Vieondi Richards is thirteen years old and already has the distinction of having saved someone’s life.
The St. Rose Modern Secondary School student was having an ordinary day swimming on the ‘Lance’ in Gouyave, St John on November 8, when he saw another child in distress and quickly moved into action to save her life.
The eight year old girl, known in the community as ‘Tata’, had gone to the beach with another child, was dragged out to sea by a large wave and was drowning.
She is the cousin of Olympic champion Kirani James and daughter of homicide victim, Lennon Marshall, a workboat regatta champion, who was killed last December in Gouyave.
The teenage boy explained that at first he did not think she was in trouble and assumed that she was able to swim but after a while he noticed that she was face down in the water and not moving and realised that she needed to be rescued.
“I saw her frothing up so I went and grabbed her and brought her ashore,” the boy told THE NEW TODAY.
Asked if he was not afraid, he responded, “No I wasn’t afraid because I am a really good swimmer”.
An adult who was also swimming on the ‘Lance’ with his wife performed CPR on the child and she was taken to the St. George’s General Hospital.

■ DATASET EXCERPTS
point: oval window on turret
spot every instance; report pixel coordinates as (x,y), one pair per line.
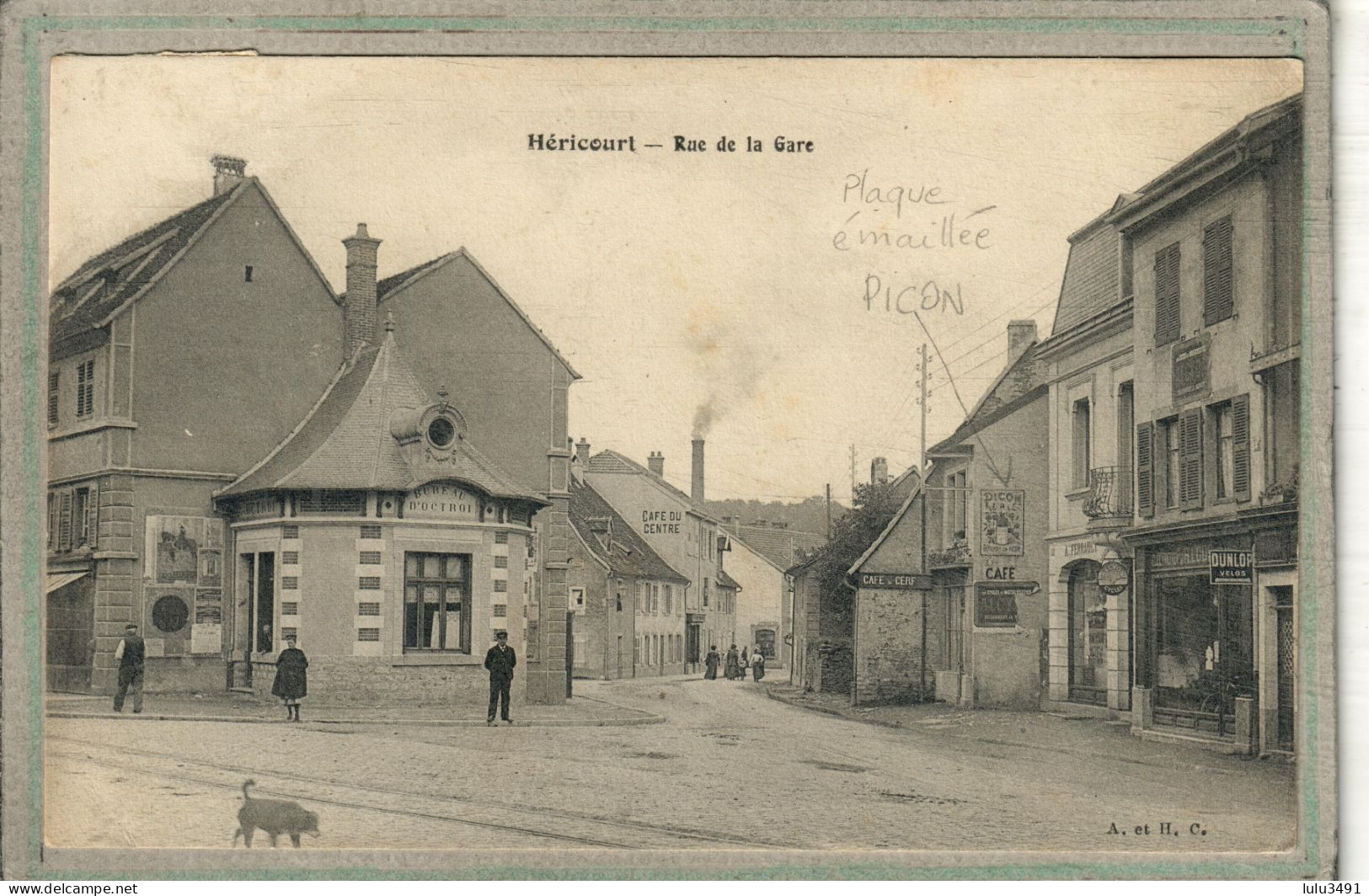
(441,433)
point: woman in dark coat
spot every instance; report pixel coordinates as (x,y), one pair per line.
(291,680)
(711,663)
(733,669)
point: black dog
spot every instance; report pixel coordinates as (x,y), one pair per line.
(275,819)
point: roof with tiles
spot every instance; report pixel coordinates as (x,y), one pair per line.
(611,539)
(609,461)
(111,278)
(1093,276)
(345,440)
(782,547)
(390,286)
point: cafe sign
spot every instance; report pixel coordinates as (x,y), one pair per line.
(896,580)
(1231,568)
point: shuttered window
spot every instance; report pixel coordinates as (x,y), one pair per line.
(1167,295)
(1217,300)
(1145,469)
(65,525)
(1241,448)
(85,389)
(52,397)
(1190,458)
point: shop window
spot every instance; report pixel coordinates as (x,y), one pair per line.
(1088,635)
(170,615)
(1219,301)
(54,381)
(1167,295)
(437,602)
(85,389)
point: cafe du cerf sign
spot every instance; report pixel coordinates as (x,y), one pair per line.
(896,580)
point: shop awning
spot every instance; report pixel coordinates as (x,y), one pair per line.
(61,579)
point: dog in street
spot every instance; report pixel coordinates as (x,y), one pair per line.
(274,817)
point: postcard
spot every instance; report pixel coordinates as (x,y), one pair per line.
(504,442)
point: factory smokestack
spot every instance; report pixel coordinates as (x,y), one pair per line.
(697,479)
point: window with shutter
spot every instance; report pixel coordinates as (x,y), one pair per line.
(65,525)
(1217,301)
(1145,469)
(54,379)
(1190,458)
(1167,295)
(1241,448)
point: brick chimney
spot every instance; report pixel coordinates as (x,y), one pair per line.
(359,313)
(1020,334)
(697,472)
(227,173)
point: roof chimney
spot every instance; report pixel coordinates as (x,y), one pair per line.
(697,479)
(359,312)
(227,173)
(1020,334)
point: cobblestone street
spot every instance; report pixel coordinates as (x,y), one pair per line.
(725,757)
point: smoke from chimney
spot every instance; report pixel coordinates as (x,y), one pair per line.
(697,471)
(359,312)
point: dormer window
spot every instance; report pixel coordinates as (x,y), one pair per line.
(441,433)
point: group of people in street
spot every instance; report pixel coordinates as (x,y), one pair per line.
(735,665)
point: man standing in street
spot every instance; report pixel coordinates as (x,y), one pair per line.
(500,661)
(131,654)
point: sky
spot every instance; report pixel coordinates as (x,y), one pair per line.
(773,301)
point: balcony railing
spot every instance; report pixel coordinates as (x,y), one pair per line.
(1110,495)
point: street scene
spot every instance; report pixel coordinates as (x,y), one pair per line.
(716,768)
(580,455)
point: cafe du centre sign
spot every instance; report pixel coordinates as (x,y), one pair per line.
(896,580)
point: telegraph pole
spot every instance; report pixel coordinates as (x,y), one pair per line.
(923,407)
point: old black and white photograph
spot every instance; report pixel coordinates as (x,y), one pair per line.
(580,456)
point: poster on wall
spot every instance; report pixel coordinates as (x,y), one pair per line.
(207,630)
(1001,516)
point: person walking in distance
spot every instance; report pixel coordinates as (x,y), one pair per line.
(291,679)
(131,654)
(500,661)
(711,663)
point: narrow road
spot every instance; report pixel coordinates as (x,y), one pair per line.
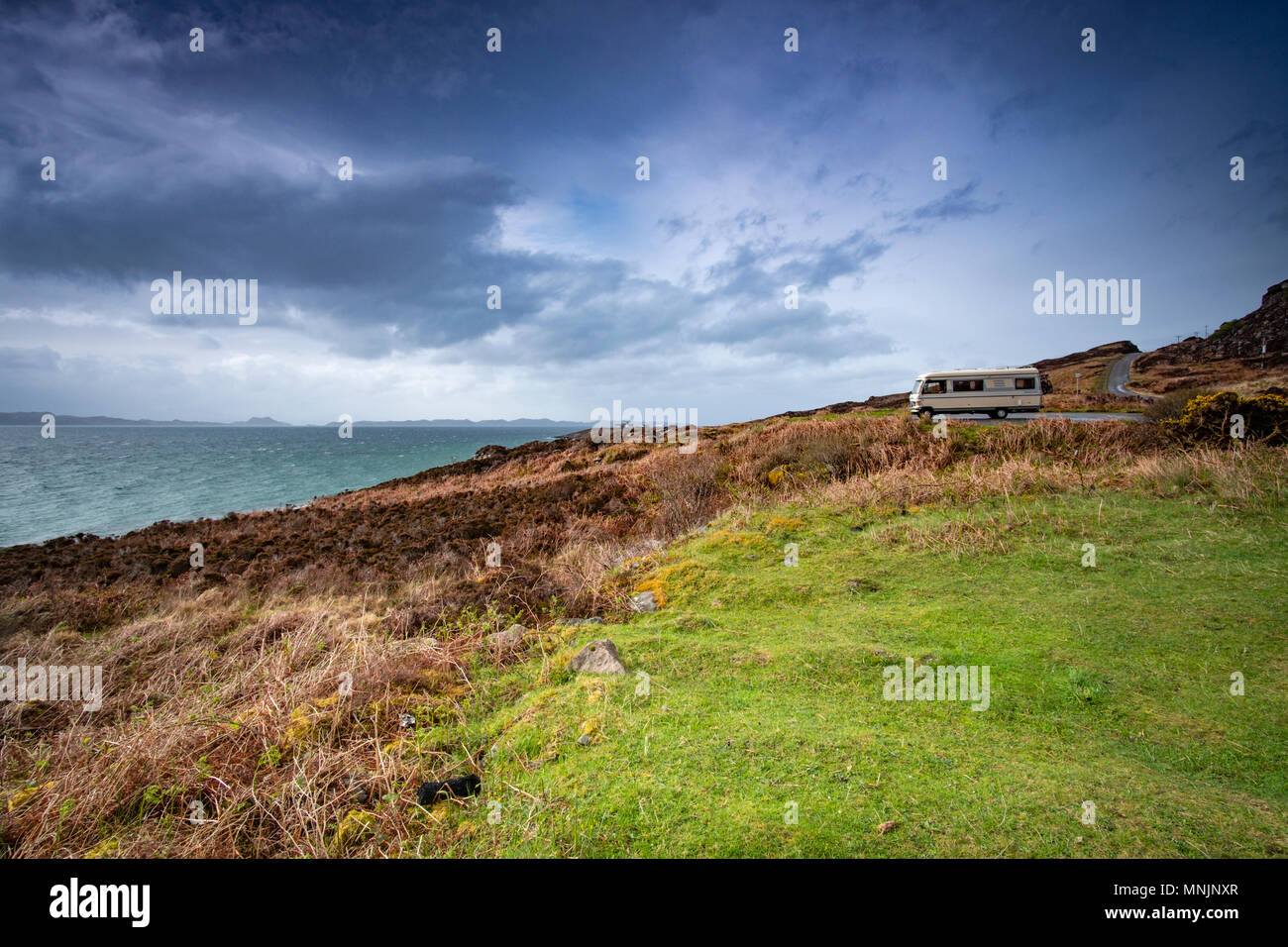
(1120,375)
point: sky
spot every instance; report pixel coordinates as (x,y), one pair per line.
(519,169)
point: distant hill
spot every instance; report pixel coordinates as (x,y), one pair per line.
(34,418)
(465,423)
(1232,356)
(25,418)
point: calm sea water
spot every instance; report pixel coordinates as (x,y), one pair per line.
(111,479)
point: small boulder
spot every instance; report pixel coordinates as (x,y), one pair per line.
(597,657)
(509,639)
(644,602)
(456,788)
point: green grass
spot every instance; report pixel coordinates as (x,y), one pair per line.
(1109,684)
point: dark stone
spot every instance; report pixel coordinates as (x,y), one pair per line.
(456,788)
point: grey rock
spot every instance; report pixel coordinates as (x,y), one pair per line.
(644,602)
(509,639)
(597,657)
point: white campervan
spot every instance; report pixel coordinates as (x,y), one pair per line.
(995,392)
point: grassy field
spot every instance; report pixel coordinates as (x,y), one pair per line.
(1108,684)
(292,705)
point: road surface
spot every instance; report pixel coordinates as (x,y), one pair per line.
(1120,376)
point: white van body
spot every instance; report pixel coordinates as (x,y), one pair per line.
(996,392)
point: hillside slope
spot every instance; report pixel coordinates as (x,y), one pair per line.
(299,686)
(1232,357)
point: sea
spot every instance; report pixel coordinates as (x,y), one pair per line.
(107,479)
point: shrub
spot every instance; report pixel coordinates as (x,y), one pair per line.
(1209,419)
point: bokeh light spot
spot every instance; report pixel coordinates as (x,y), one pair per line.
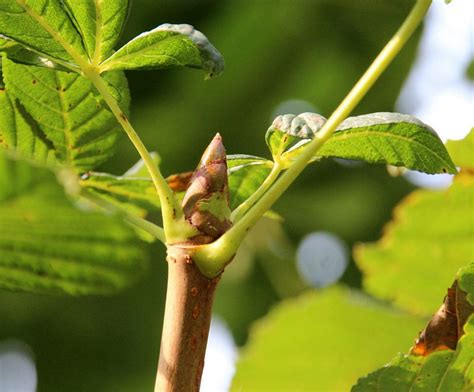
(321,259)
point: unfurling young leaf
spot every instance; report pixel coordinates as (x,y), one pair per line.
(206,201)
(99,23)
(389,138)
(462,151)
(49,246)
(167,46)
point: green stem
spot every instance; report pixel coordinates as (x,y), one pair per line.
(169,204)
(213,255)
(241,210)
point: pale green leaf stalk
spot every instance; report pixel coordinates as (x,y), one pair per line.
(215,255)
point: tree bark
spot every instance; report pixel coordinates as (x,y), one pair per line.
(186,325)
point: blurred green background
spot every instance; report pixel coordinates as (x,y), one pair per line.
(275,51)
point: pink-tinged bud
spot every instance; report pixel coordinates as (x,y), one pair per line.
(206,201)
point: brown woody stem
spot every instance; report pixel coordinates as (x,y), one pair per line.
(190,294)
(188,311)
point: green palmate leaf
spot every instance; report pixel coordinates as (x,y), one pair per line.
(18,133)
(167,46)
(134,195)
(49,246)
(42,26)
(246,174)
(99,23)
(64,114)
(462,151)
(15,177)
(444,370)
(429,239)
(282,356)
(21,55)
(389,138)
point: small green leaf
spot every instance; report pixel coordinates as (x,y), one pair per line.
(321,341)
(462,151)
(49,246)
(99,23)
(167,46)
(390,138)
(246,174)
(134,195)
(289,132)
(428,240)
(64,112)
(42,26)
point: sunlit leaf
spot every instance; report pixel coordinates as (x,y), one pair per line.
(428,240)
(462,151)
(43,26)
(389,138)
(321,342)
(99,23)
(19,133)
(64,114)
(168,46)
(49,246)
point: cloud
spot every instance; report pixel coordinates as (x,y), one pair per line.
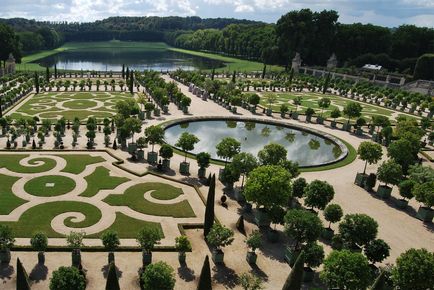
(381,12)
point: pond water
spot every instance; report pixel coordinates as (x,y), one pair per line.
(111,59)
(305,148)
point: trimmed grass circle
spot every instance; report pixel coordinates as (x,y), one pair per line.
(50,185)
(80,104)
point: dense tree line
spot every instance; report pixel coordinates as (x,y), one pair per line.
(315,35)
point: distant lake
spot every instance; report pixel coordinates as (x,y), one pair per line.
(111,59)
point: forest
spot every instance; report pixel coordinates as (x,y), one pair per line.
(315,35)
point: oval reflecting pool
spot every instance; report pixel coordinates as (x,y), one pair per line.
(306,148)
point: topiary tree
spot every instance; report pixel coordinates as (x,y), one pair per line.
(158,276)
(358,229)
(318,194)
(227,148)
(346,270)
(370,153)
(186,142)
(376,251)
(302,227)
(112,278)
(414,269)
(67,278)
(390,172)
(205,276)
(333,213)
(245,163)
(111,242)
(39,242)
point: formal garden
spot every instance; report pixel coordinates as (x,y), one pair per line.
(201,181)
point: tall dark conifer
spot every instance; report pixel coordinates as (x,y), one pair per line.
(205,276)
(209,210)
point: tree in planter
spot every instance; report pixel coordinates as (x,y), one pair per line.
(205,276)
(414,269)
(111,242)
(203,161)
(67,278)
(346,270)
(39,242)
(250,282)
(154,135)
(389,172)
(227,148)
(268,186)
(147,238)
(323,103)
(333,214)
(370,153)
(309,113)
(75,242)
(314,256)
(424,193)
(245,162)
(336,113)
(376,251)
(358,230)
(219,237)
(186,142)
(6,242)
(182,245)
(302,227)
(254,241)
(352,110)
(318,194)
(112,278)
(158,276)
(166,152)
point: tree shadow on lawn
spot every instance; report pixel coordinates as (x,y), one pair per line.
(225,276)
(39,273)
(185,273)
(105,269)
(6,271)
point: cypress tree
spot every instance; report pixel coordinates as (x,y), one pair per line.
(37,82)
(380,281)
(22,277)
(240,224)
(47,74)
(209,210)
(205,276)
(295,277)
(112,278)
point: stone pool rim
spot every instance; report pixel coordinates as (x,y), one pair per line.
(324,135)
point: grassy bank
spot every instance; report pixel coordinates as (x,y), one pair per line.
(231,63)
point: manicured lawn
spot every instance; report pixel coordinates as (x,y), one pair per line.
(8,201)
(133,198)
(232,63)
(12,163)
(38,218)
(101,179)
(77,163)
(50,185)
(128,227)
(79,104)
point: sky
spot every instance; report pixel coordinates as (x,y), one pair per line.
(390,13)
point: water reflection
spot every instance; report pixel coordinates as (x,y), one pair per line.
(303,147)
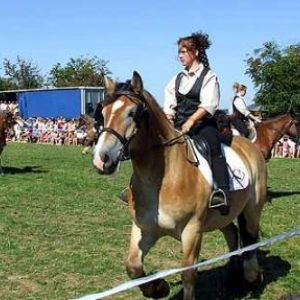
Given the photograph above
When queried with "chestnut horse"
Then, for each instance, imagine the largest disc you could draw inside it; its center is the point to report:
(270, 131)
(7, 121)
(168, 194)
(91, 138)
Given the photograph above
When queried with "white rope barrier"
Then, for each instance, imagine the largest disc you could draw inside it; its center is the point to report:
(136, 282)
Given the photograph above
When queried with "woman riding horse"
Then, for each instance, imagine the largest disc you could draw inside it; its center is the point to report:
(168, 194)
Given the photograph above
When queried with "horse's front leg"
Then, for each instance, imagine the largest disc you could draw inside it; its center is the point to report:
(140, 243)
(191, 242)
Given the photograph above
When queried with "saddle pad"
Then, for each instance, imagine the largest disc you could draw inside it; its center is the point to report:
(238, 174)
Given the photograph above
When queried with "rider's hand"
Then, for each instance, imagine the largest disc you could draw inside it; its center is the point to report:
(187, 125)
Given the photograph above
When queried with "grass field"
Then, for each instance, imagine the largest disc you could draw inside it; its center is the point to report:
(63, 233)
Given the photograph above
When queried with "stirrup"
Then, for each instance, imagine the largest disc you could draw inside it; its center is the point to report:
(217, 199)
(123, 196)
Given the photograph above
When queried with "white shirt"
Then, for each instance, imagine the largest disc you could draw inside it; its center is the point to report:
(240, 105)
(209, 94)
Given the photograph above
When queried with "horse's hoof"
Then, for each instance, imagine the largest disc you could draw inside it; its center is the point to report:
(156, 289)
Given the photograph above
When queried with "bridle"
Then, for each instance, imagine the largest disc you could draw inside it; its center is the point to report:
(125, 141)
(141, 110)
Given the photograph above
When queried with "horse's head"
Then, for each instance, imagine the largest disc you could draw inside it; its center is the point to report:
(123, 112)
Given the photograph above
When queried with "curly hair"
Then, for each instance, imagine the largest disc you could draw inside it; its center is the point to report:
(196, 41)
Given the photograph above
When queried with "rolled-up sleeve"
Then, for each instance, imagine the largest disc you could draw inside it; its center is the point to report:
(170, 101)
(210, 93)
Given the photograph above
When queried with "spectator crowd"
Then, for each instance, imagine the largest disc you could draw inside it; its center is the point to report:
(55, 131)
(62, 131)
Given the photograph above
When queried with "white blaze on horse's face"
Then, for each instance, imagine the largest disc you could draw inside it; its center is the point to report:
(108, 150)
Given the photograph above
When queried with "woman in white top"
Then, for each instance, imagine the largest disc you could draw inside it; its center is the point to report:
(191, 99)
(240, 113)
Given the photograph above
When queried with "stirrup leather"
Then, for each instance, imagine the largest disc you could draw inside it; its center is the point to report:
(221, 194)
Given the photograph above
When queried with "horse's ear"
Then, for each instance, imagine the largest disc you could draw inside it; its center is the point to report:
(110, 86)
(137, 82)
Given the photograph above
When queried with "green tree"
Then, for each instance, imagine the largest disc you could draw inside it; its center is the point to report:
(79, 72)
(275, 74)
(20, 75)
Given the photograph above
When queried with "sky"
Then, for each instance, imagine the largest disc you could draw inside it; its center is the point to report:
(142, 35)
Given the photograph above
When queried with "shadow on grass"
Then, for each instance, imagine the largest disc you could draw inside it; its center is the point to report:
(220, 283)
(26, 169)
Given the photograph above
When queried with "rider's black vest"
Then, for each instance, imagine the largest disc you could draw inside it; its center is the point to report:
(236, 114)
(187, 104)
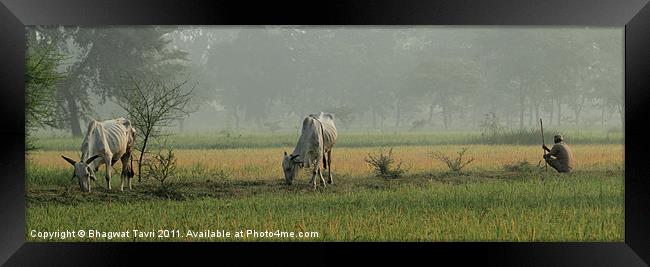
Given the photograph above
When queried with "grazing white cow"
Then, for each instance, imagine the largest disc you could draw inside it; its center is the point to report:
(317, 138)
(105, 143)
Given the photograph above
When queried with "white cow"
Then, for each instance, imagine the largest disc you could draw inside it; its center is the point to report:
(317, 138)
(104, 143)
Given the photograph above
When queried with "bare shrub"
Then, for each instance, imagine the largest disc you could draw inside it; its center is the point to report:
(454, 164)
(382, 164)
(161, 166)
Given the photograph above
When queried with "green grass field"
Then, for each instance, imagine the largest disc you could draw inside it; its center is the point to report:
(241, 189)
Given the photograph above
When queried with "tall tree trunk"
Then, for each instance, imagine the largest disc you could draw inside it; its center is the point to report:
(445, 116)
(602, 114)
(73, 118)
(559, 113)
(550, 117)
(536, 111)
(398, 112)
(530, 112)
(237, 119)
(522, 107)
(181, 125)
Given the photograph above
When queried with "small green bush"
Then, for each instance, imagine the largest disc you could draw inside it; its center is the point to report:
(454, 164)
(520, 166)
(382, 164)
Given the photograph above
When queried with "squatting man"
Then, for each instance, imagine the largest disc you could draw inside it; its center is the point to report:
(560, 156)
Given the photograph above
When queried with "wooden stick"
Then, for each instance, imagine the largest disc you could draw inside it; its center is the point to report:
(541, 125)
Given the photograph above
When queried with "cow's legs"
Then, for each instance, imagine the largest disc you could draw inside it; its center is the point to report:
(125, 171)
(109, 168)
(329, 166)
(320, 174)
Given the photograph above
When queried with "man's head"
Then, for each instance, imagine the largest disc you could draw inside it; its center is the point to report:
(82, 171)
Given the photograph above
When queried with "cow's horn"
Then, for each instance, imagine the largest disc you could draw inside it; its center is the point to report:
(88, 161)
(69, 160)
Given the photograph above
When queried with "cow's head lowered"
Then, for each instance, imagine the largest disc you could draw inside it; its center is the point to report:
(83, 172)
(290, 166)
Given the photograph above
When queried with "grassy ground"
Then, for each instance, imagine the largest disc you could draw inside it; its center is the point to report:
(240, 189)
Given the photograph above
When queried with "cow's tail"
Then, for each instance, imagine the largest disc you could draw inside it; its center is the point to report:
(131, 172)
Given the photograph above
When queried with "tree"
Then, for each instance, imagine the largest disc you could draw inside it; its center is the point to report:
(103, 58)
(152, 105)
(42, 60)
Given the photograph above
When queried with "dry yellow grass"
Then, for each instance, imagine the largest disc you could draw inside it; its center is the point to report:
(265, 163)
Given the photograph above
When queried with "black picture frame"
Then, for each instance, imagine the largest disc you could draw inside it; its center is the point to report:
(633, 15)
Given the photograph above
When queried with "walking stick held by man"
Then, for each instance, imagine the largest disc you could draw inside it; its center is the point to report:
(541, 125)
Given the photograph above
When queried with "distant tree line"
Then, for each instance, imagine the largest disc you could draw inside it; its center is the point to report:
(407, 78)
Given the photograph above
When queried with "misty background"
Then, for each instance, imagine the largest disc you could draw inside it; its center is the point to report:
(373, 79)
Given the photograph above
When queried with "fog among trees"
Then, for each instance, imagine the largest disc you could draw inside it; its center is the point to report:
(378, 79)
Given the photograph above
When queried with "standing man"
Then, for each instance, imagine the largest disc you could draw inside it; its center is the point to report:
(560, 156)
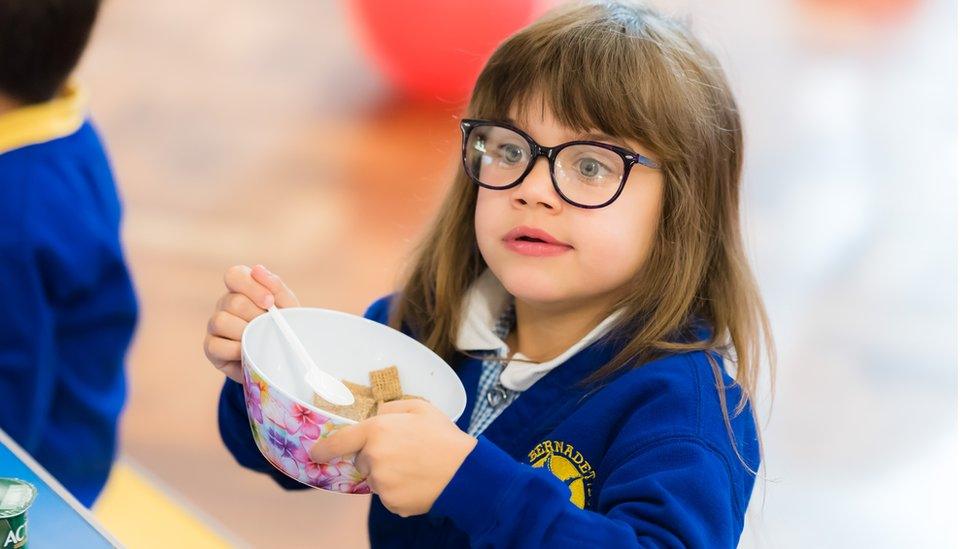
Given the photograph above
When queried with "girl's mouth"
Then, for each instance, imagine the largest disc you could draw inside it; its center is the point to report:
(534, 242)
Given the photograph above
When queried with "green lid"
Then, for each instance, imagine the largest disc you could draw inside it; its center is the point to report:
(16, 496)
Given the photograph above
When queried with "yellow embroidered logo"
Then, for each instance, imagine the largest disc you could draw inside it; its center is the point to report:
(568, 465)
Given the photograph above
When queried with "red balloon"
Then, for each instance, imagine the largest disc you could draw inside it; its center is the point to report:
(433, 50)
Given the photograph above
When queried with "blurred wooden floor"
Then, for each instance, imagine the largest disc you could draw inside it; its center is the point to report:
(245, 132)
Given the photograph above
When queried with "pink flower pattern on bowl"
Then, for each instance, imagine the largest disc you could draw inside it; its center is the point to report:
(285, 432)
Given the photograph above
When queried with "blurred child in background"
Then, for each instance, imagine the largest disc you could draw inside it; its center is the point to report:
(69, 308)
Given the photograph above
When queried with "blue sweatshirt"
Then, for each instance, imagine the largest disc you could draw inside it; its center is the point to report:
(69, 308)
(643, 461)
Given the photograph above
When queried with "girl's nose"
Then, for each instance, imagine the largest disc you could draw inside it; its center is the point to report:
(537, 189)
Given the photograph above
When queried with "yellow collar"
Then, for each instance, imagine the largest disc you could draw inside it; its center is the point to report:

■ TASKS
1. In the article about the rescue in Gouyave, which school does Vieondi Richards attend?
2. Pick up the article about the Gouyave beach rescue after its final sentence and keep writing it.

■ EXERCISE RESULTS
1. St. Rose Modern Secondary School.

2.
After being discharged from hospital, the 8-year old visited Vieondi with her mother to say thanks for saving her life.
She explained to his mother that she could not swim and a wave threw her out further than was safe for her.
Like many children in the town of Gouyave, Vieondi grew up as one with the sea, swimming regularly even when the waves are rough.
He is also a member of the Safety Club, a group based at the St John’s Anglican School, where the members are taught water safety, First Aid, fire safety and cyber safety among other things.
Natasha James-Munro, who is the teacher in charge of the Safety Club and a trainer for USAID in disaster preparedness and safety called his actions heroic.
“I think that is a heroic act that needs due recognition. I heard about the incident but I did not realise it was Vieondi.
“Great job for his age to go out and retrieve her body from the water that is remarkable and if he did not retrieve her body, she would have been dead. I think that needs national recognition.”
James-Munro recalled an incident which took place while she was in Trinidad conducting safety training where a four year old boy saved lives when a car went over an embankment and received the Humming Bird award after he escaped from the overturned vehicle climbed up to the highway and alerted people.
She disclosed that the Safety Club teaches the young people how to recognise if someone is in danger, what to do, how to call for help and believes this training helped to save the girl’s life.
While there were a number of adults on the beach and in the water, she says it was the young boy who noticed what was happening and moved into action.
“The whole objective is to expand these young people’s minds in terms of safety,” she said.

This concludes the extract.